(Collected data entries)
* start *
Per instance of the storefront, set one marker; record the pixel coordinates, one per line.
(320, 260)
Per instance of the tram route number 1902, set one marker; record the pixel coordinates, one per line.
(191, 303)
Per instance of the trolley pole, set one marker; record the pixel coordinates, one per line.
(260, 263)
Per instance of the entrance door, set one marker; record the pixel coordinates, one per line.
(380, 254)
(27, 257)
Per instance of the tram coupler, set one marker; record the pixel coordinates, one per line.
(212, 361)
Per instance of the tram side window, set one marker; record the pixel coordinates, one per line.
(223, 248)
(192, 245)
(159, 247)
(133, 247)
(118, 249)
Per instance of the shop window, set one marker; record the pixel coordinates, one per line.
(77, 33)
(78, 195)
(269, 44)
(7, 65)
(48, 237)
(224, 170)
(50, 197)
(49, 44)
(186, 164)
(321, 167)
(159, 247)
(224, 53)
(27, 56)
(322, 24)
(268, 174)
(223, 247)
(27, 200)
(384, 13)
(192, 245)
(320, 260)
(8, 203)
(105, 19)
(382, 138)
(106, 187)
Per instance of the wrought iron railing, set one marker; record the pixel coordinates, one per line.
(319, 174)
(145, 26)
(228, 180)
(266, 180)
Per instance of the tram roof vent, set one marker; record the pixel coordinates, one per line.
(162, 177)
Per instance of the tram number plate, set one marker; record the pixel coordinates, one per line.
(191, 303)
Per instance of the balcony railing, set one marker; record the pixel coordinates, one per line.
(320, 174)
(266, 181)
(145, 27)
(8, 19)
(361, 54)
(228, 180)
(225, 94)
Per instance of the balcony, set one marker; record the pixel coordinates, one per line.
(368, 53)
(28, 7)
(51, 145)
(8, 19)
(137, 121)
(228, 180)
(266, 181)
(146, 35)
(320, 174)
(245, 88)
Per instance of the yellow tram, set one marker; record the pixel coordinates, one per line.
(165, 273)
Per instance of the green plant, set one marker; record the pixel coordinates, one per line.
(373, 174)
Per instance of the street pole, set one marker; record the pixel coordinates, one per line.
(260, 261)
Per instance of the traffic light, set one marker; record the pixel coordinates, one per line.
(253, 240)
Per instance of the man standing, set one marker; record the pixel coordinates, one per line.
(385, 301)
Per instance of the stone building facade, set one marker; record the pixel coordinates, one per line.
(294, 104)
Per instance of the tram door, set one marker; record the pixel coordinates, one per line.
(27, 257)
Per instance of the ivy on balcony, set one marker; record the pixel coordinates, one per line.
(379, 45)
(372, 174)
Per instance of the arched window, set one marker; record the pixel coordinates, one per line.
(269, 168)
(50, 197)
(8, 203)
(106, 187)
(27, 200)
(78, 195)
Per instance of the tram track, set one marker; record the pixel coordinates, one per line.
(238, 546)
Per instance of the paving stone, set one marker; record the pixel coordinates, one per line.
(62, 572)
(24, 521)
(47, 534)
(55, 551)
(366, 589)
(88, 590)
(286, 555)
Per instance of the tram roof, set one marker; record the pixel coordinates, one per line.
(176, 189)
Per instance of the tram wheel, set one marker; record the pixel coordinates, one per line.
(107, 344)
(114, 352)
* end *
WHAT THE TASK ASKS =
Every line of the data above should be copied exactly.

OUTPUT OF THE EXERCISE =
Per instance of the storefront, set one marker; record the pixel coordinates, one per line.
(320, 260)
Per instance of the tram route number 1902, set one marker; record the pixel coordinates, one per line.
(191, 303)
Per instance of the trolley pole, set one marker; record the pixel coordinates, one per line.
(260, 263)
Per instance of the entrance door, set one marker; record the pixel coordinates, one per line.
(380, 254)
(27, 257)
Per instance of the tram coupler, set one marker; record the pixel coordinates, one per line.
(212, 361)
Per instance of the tram side window, set one marker; record the pixel coordinates, one per line.
(223, 248)
(192, 245)
(159, 247)
(133, 247)
(118, 249)
Per instance of the shop window, set one marker; record the pixel coordinates, one per line.
(77, 33)
(78, 195)
(269, 44)
(7, 65)
(48, 237)
(224, 170)
(50, 197)
(49, 44)
(186, 164)
(321, 167)
(159, 247)
(224, 53)
(27, 56)
(322, 24)
(268, 174)
(223, 247)
(27, 200)
(384, 13)
(192, 245)
(320, 260)
(8, 203)
(105, 19)
(382, 138)
(106, 187)
Per instance of the wrought iron railing, set one marker; record the pixel coordinates, one per line.
(319, 174)
(145, 26)
(228, 180)
(266, 180)
Per instance of the tram roof vent, set one marker; record the pixel coordinates, one per line.
(162, 177)
Per instance of the tram number plate, set one marker; record the pixel coordinates, one per line.
(191, 303)
Per instance of the balcony railing, set one marker; record the pixel coordinates, one per line.
(320, 174)
(266, 181)
(145, 27)
(8, 19)
(361, 54)
(228, 180)
(225, 94)
Per instance of the balcony, set one marker; record the pixel coordinates, one per line.
(368, 53)
(28, 7)
(51, 145)
(8, 19)
(137, 121)
(228, 180)
(266, 181)
(146, 35)
(320, 174)
(245, 88)
Per instance of the yellow tram, set one marker; record the pixel coordinates, one per line.
(165, 273)
Per instance of the green plant, set one marker; record the pixel coordinates, one per line.
(373, 174)
Per instance of the street pole, set one marker; record the pixel coordinates, one per line.
(260, 261)
Per instance of the traffic light, set one marker; record the pixel coordinates, one per line.
(253, 240)
Per instance of the man standing, set one marker; record the pixel coordinates, one per line.
(385, 301)
Per instance of the stone building facade, set one marker; record the pixel coordinates, one per line.
(294, 104)
Per instance of the tram door, set one marker; record the pixel coordinates, one per line.
(27, 257)
Per instance of the ivy on balcony, set one marker; record the pixel coordinates, one per line.
(379, 45)
(372, 174)
Per instance of the arched window, set one marker; record the pixel coordinates, one per line.
(269, 168)
(50, 197)
(8, 203)
(106, 187)
(27, 200)
(78, 195)
Per instance of the tram track, set one marker; record the pixel coordinates, one per line.
(238, 546)
Per instance of the paving stone, set one marker; record the pixel coordinates, one per line.
(62, 572)
(24, 521)
(47, 534)
(55, 551)
(366, 589)
(88, 590)
(286, 555)
Per instance of the tram roof, set one marker; record the pixel coordinates, one per line.
(176, 189)
Per instance of the tram wheel, set one marker; record the pixel coordinates, one per line.
(107, 344)
(114, 352)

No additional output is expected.